◆ Exercise task ◆
Reproduce the data exactly.

◆ Listed records ◆
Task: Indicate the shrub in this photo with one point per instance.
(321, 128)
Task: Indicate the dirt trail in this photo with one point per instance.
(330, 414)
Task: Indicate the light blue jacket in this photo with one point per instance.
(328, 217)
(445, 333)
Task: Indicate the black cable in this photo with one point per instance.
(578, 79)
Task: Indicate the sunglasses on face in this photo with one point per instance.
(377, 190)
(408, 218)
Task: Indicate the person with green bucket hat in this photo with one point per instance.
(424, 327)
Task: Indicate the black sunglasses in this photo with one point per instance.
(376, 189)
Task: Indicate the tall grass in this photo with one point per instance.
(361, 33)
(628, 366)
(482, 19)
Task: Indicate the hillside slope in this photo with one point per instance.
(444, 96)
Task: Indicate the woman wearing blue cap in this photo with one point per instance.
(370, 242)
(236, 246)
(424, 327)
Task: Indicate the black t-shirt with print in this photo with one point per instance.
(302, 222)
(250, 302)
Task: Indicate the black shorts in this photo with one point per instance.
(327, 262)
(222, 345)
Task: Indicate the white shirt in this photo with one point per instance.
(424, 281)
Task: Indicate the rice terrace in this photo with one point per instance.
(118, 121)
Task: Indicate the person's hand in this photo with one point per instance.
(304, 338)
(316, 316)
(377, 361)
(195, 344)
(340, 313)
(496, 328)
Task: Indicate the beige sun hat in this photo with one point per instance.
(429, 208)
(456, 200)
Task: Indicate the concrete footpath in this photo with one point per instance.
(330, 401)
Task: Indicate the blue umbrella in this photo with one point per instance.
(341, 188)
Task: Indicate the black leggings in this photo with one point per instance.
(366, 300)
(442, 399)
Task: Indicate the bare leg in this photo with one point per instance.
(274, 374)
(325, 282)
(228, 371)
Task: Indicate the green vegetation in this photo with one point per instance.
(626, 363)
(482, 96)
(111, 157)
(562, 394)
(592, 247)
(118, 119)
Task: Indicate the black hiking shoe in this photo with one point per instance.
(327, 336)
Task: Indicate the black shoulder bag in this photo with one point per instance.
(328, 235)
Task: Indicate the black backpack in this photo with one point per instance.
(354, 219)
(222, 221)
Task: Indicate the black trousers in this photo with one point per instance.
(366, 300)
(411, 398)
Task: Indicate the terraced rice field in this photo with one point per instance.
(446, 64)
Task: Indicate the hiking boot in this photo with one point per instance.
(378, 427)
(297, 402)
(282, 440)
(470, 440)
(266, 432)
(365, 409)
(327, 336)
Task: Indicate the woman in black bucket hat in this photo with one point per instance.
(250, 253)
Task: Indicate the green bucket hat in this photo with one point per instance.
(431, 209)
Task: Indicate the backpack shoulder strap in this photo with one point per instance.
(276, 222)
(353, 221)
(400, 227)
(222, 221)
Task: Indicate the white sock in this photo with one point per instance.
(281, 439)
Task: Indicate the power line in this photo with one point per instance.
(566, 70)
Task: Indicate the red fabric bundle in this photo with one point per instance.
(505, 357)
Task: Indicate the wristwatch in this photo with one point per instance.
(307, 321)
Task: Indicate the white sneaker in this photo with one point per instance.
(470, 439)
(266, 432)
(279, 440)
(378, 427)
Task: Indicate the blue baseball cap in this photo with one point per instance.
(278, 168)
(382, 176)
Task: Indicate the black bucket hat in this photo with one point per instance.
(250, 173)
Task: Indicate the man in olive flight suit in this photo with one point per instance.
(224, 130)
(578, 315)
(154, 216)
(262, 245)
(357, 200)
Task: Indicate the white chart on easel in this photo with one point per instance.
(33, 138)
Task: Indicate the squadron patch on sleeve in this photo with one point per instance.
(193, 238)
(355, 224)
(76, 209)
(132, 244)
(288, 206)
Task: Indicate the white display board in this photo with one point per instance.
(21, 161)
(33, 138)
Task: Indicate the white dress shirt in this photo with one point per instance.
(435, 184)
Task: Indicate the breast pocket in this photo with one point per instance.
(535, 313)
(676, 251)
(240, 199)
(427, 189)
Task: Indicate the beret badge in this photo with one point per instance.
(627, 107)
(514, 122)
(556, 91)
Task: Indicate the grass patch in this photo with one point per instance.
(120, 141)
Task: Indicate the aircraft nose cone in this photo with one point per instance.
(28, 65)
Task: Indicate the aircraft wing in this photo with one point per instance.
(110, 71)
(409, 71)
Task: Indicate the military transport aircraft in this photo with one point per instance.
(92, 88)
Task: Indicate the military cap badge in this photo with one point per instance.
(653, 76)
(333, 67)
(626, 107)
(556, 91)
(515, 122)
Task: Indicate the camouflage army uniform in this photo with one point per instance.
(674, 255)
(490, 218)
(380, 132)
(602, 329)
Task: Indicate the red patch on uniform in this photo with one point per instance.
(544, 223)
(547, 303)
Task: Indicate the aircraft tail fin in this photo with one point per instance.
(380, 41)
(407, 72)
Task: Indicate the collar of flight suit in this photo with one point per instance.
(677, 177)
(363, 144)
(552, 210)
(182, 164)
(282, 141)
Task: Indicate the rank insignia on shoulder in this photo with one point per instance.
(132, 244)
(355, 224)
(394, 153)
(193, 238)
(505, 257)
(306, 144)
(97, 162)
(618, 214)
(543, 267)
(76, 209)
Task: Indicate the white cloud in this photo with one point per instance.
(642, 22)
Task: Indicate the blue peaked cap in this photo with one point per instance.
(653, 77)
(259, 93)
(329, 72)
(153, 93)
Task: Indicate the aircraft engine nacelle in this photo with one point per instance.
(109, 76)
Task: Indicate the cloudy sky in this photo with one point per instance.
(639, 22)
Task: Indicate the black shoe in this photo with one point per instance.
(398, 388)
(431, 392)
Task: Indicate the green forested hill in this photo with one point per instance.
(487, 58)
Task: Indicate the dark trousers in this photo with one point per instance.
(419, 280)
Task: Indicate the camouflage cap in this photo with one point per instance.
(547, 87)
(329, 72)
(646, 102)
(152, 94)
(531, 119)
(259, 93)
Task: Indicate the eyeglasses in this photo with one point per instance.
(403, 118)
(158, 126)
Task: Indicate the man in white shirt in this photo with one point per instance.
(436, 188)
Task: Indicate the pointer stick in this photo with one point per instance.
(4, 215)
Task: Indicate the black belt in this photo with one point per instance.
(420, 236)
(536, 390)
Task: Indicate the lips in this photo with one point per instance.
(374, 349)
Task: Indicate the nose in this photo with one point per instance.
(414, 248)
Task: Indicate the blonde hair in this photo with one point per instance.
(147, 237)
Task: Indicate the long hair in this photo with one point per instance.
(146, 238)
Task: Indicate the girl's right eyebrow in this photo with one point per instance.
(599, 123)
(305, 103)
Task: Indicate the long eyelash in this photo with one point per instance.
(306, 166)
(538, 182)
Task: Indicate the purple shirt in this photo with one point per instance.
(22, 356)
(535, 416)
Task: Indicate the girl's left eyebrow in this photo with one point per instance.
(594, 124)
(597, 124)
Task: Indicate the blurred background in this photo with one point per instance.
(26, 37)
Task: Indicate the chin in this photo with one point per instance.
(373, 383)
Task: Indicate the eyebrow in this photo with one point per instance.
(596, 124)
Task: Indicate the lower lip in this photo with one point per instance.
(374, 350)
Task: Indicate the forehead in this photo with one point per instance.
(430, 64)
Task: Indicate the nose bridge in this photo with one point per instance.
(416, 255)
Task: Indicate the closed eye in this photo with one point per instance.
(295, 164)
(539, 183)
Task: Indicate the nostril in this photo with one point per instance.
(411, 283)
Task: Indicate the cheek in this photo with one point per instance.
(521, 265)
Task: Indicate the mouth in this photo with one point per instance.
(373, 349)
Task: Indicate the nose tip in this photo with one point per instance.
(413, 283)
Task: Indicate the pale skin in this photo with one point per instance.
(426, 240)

◆ Task response ◆
Task: Indicate the shrub in this photo with one point per instance.
(321, 128)
Task: Indicate the dirt trail in this photo with one point per instance.
(330, 414)
Task: Indicate the light blue jacket in this photo with one point per instance.
(328, 217)
(445, 333)
Task: Indicate the black cable in this photo with one point per instance.
(578, 79)
Task: Indicate the sunglasses on face in this photo with one point per instance.
(377, 190)
(408, 218)
Task: Indicate the person with green bucket hat in this photo with one point per instance.
(424, 327)
Task: Indicate the black sunglasses in this photo with one point per instance.
(376, 189)
Task: Indicate the tall grass in this photo with one point per instance.
(361, 33)
(628, 366)
(482, 19)
Task: Indicate the hillside slope in this photo with one point per instance.
(444, 96)
Task: Indicate the woman wearing blue cap in this photo with one point per instance.
(370, 242)
(236, 246)
(424, 327)
Task: Indicate the black t-shirt with print in this photo with one point per instance.
(302, 222)
(250, 302)
Task: Indicate the black shorts in this photo with one point per instance.
(327, 262)
(222, 345)
Task: Indicate the white shirt in this photo with one point per instance.
(424, 281)
Task: Indicate the rice terrace in this photo with one point per instance.
(118, 121)
Task: Indicate the person's hand in this photo with one point per instance.
(304, 338)
(316, 316)
(377, 361)
(195, 344)
(340, 313)
(496, 328)
Task: Indicate the beige sun hat in this photo with one point per instance.
(429, 208)
(456, 200)
Task: Indicate the concrete footpath in this photo with one point per instance.
(330, 401)
Task: Indicate the blue umbrella in this photo with one point per instance.
(341, 188)
Task: Indicate the black leggings in this photo with one point per instance.
(366, 300)
(442, 399)
Task: Indicate the bare leg in this photo with one point per instance.
(274, 374)
(325, 282)
(228, 371)
Task: Indicate the green vegetation in this photo with one point per instance.
(626, 363)
(482, 96)
(111, 157)
(562, 394)
(592, 247)
(118, 119)
Task: Indicate the black hiking shoe in this photo with one point per instance.
(327, 336)
Task: Indicate the black shoulder bag in this photo with one point per instance.
(328, 235)
Task: Indicate the black backpack in this photo with one point per instance.
(354, 219)
(222, 221)
Task: Indicate the black trousers in this photo with one point per instance.
(366, 300)
(411, 398)
Task: Indicate the terraced rice field in this photo with one point per instance.
(446, 64)
Task: Indicate the hiking boot in this photo with one point per instance.
(378, 427)
(297, 402)
(282, 440)
(470, 440)
(266, 432)
(365, 409)
(327, 336)
Task: Indicate the woman in black bucket hat in this photo with one point per instance.
(250, 253)
Task: Indicate the green bucket hat in this photo with one point per instance.
(431, 209)
Task: Indicate the backpack shoulder strap in this photo with one point per instance.
(276, 222)
(353, 221)
(400, 227)
(222, 221)
Task: Indicate the white sock in this photo with one point per instance.
(281, 439)
Task: Indicate the power line in this photo with one point per instance.
(566, 70)
Task: Indicate the red fabric bundle in this photo with one point per instance.
(505, 357)
Task: Indicate the wristwatch in this photo with one point per instance.
(307, 321)
Task: Indicate the white sneaker in this photo with one point per instance.
(470, 439)
(266, 432)
(279, 440)
(378, 427)
Task: Indicate the blue baseball cap in this photo with one point per instance.
(278, 168)
(382, 176)
Task: Indicate the black bucket hat in this photo with one point per instance.
(250, 173)
Task: Indicate the man in olive flight suit in this photo with one point per instance.
(224, 130)
(578, 315)
(154, 216)
(262, 245)
(357, 200)
Task: Indicate the white chart on easel in this photo with one point per instance.
(33, 138)
Task: Indicate the squadron patch on sleeve in this photo with one point per instance.
(193, 238)
(355, 224)
(76, 209)
(132, 244)
(288, 206)
Task: Indicate the white display board in this photo with one point per instance.
(21, 161)
(33, 138)
Task: Indicate the white dress shirt in this photo with one point per instance.
(435, 184)
Task: Indicate the breast pocket in this photo with one point per instance.
(535, 313)
(676, 251)
(240, 199)
(427, 189)
Task: Indicate the beret badge in this photo with one point per instance.
(627, 107)
(514, 122)
(556, 91)
Task: Indicate the grass patch in this photo with one point per instance.
(120, 141)
Task: Indicate the aircraft nose cone in this photo with one point per instance.
(28, 65)
Task: Indicate the aircraft wing in this photo with one point per instance.
(110, 71)
(409, 71)
Task: Indicate the military transport aircraft in this photo with one point per instance.
(92, 88)
Task: Indicate the military cap badge in this photo with one point per instance.
(653, 76)
(333, 67)
(626, 107)
(556, 91)
(515, 122)
Task: Indicate the camouflage army uniform in this photo with one point per instance.
(674, 255)
(490, 218)
(380, 132)
(602, 329)
Task: Indicate the red patch on uniform in this photo with one point per instance.
(544, 223)
(547, 303)
Task: Indicate the aircraft tail fin in this photo with one point per instance.
(380, 41)
(407, 72)
Task: Indicate the collar of flight suit in this photo with one point per instance.
(677, 177)
(363, 144)
(552, 210)
(182, 164)
(282, 141)
Task: Indicate the rank insignia on shoulder in this photo with one point per instance.
(132, 244)
(355, 224)
(394, 153)
(193, 238)
(505, 257)
(306, 144)
(97, 162)
(618, 214)
(543, 267)
(76, 209)
Task: Indicate the white cloud in this photo with one point per instance.
(642, 22)
Task: Indicate the blue peaked cap in this photo with one point per instance.
(653, 77)
(259, 93)
(329, 72)
(153, 93)
Task: Indicate the aircraft engine nacelle in this photo with one point per instance.
(109, 76)
Task: Indicate the cloudy sky in this photo with one point per instance.
(639, 22)
Task: Indicate the black shoe in this photo with one point per instance.
(398, 388)
(431, 392)
Task: Indicate the green forested hill in this photo with one point per instance.
(487, 58)
Task: Indicate the dark trousers in this photo with one point per instance.
(419, 280)
Task: Indicate the camouflage cap in this photo with one point per instance.
(547, 87)
(329, 72)
(646, 102)
(152, 94)
(531, 119)
(259, 93)
Task: Indicate the eyeglasses in this photo with one point per instance.
(403, 118)
(158, 126)
Task: Indicate the man in white shirt in this photo with one point per instance.
(436, 188)
Task: Indicate the pointer stick in this photo with one point per instance.
(4, 215)
Task: Indicate the black belt in this photo with one point per instance.
(420, 236)
(536, 390)
Task: Indicate the lips in this photo with one point per instance.
(374, 349)
Task: Indicate the nose in this photo with one point per instance.
(414, 248)
Task: Indicate the blonde hair in this photo with one point per instance.
(147, 237)
Task: Indicate the long hair in this photo with one point per instance.
(146, 238)
Task: Indicate the girl's right eyebrow in this photo with one point per instance.
(599, 123)
(305, 103)
Task: Indicate the long eyelash in this photo with one point per instance.
(306, 166)
(538, 182)
Task: Indicate the purple shirt in this photo with one point per instance.
(22, 356)
(535, 416)
Task: Indicate the girl's left eyebrow in this photo with one point per instance.
(594, 124)
(597, 124)
Task: Indicate the blurred background in this photo with one point per instance.
(26, 37)
Task: Indicate the chin in this photo with one point per instance.
(373, 383)
Task: Indicate the eyebrow in this photo with one point per instance.
(596, 124)
Task: Indicate the lower lip in this photo with one point per instance.
(374, 350)
Task: Indicate the forehead in this photo with one point per instance.
(430, 64)
Task: Indicate the nose bridge in this photo with one point per instance.
(416, 255)
Task: Indicate the closed eye in this photo with one point per instance.
(295, 164)
(539, 183)
Task: Indicate the nostril in this photo with one point per instance.
(411, 283)
Task: Indicate the cheek in this photo with one point per instance.
(521, 265)
Task: Indicate the mouth in this photo with one point per instance.
(373, 349)
Task: Indicate the nose tip in this photo with one point per instance.
(413, 283)
Task: Indicate the pale skin in this photo with one point per instance.
(426, 240)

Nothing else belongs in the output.